[Texte fourni]

Le gouvernement engage la réforme de l'aide aux personnes âgées

Par: Isabelle Mandraud 
Le Monde, 7 mars 2001

La ministre de l'emploi et de la solidarité, Elisabeth Guigou, a présenté, mercredi, le projet de loi créant l'allocation personnalisée d'autonomie. Cette prestation, très attendue, sera généralisée, son accès ne sera plus soumis à conditions de ressources, et son montant revalorisé. 

JUSTE À TEMPS ! A quelques jours du premier tour des élections municipales, mais surtout cantonales, le gouvernement affiche son projet de loi relatif à la création de l'allocation personnalisée d'autonomie (APA) qui concerne, en priorité, les départements. Certes, cette nouvelle prestation, destinée à se substituer à la prestation spécifique dépendance (PSD), ne deviendra effective qu'au 1er janvier 2002, après son examen par le Parlement prévu, en théorie, ce printemps. Mais au moins sa présentation au conseil des ministres, mercredi 7 mars, permet-elle d'annoncer une nouvelle réforme d'ampleur en matière sociale.

Pour Lionel Jospin, qui prend soin, à chacun de ses déplacements de soutien aux candidats de la gauche, de mettre en avant la baisse du chômage, la croissance, "la confiance retrouvée" des Français – tous phénomènes attribués en grande partie aux effets de "sa" politique –, il est en effet important de montrer qu'il reste à son gouvernement beaucoup de choses à faire… Aujourd'hui, c'est la prestation autonomie, affichée comme une priorité dans le programme de "l'année utile", demain viendront la pérennisation des emplois-jeunes, la relance du plan de lutte contre les exclusions ou le projet de loi sur les droits des malades. Bref, comme le résume le ministre délégué à la santé, Bernard Kouchner, "le projet de l'APA est judicieux et sa place dans l'agenda n'est pas idiote". 

Il tombe à pic, en effet, ce projet dont le principe a été arrêté depuis bien longtemps, la PSD étant jugée unanimement, par les associations et les partenaires sociaux, trop restrictive. Mis en chantier par Martine Aubry, puis repris par Elisabeth Guigou, il met fin à la très grande disparité qui règne actuellement entre les départements. Aujourd'hui, en effet, 135 000 personnes âgées dépendantes seulement bénéficient d'une aide, à domicile ou en établissement. Avec l'APA, du fait de l'élargissement de la "cible", ce sont près de 800 000 personnes qui devraient être concernées. Mais, surtout, l'aide financière apportée, qui peut varier dans une large fourchette selon la "générosité" et les moyens des conseils généraux, sera relevée et remplacée par un barême national unique, modulé en fonction des revenus et du degré de dépendance, classé en quatre groupes (GIR I à GIR IV), selon que la personne est confinée dans un lit ou bien encore nécessite une aide pour l'habillage.

[/Texte fourni]
[Données fournies]

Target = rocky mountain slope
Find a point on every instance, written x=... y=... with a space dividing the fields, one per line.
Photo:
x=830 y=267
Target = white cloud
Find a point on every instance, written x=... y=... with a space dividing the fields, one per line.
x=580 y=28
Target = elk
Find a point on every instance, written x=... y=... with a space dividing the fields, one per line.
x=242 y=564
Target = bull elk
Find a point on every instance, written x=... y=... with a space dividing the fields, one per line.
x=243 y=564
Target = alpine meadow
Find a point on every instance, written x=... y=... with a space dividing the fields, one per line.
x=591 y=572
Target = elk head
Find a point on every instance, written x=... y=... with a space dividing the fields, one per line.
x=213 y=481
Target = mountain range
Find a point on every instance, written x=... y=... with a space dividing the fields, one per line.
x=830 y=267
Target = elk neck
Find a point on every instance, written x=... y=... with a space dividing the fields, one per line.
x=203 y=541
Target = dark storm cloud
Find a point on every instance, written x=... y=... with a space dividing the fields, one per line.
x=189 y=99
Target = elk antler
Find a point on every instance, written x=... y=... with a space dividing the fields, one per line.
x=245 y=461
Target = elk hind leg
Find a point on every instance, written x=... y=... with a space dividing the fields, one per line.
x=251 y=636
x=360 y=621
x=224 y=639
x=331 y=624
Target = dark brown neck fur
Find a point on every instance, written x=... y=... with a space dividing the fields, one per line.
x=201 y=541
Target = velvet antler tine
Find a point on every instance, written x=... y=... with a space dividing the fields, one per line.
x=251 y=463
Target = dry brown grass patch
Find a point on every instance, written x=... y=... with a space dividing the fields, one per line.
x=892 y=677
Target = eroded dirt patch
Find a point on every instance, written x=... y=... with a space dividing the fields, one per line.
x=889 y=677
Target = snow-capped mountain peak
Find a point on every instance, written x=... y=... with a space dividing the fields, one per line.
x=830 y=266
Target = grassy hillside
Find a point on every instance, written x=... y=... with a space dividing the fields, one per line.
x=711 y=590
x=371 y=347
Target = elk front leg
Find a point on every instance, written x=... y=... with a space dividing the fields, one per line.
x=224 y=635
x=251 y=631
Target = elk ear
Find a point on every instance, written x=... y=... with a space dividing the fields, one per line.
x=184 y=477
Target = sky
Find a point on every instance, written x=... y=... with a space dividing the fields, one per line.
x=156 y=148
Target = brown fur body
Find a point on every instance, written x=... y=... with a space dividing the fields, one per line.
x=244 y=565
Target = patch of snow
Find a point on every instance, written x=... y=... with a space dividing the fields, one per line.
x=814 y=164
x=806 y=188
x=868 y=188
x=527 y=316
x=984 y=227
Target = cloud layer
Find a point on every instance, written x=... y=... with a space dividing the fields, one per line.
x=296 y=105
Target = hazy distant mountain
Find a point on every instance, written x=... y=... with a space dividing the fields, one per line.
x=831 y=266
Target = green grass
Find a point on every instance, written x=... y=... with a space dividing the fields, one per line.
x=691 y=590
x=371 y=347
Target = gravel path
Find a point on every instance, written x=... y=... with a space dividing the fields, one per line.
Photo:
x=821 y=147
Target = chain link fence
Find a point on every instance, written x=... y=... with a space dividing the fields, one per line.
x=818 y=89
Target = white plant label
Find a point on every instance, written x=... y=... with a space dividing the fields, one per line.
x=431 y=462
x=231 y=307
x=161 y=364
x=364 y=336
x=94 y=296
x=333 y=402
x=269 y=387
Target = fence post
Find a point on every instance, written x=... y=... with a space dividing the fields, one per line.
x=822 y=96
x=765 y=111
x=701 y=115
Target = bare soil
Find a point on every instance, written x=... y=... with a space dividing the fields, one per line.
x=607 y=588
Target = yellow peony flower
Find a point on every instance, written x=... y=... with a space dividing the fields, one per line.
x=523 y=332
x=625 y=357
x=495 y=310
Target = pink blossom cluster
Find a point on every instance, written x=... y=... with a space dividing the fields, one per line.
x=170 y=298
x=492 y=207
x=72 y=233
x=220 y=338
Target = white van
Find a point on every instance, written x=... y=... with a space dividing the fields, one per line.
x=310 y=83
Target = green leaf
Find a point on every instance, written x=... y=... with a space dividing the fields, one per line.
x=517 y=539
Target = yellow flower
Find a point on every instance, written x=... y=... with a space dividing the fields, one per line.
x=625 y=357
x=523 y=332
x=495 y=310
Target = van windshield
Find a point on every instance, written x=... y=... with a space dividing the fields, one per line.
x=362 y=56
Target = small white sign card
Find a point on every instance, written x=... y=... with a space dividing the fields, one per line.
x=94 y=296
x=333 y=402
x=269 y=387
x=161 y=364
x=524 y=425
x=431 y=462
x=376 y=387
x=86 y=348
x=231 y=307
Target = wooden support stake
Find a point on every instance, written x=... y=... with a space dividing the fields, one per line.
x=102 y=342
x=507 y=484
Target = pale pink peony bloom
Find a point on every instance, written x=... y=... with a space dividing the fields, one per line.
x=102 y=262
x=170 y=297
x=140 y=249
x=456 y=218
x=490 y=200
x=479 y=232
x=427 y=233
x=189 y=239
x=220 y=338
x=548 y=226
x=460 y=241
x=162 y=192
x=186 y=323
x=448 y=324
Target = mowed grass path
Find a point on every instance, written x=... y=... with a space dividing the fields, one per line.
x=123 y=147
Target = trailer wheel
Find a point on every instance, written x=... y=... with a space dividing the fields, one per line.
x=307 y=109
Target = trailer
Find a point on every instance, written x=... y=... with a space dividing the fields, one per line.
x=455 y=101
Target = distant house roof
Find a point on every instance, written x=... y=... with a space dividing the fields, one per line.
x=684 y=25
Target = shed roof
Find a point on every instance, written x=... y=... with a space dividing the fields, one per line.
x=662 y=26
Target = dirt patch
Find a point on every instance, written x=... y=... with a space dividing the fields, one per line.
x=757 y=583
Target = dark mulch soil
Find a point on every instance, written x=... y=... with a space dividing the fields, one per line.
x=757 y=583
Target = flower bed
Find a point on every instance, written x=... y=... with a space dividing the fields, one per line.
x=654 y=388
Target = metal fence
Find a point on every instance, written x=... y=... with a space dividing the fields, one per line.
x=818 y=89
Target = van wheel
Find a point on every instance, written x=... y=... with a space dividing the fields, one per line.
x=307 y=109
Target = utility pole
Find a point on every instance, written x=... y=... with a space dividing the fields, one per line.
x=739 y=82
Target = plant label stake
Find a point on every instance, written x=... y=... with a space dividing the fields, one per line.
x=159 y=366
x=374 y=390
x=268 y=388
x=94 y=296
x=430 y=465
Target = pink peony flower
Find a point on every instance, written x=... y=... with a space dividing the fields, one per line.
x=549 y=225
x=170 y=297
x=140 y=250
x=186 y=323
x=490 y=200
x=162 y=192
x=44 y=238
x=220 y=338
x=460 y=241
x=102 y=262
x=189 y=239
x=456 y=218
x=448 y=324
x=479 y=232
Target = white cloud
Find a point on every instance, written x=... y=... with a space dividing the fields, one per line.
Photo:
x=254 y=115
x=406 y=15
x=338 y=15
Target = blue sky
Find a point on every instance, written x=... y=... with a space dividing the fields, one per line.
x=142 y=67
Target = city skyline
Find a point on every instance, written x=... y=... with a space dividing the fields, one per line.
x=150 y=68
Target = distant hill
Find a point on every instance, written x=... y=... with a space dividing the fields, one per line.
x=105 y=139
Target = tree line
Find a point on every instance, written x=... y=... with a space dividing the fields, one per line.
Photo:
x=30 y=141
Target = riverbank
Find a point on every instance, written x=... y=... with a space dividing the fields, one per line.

[/Données fournies]

- **But de l'exercice**
Recopiez l'article sur la réforme de l'aide aux personnes âgées de « Par: Isabelle Mandraud » jusqu'à « son montant revalorisé. » inclus, en remplaçant « prestation » par « allocation ».

- **Exercice terminé**
Par: Isabelle Mandraud 
Le Monde, 7 mars 2001

La ministre de l'emploi et de la solidarité, Elisabeth Guigou, a présenté, mercredi, le projet de loi créant l'allocation personnalisée d'autonomie. Cette allocation, très attendue, sera généralisée, son accès ne sera plus soumis à conditions de ressources, et son montant revalorisé.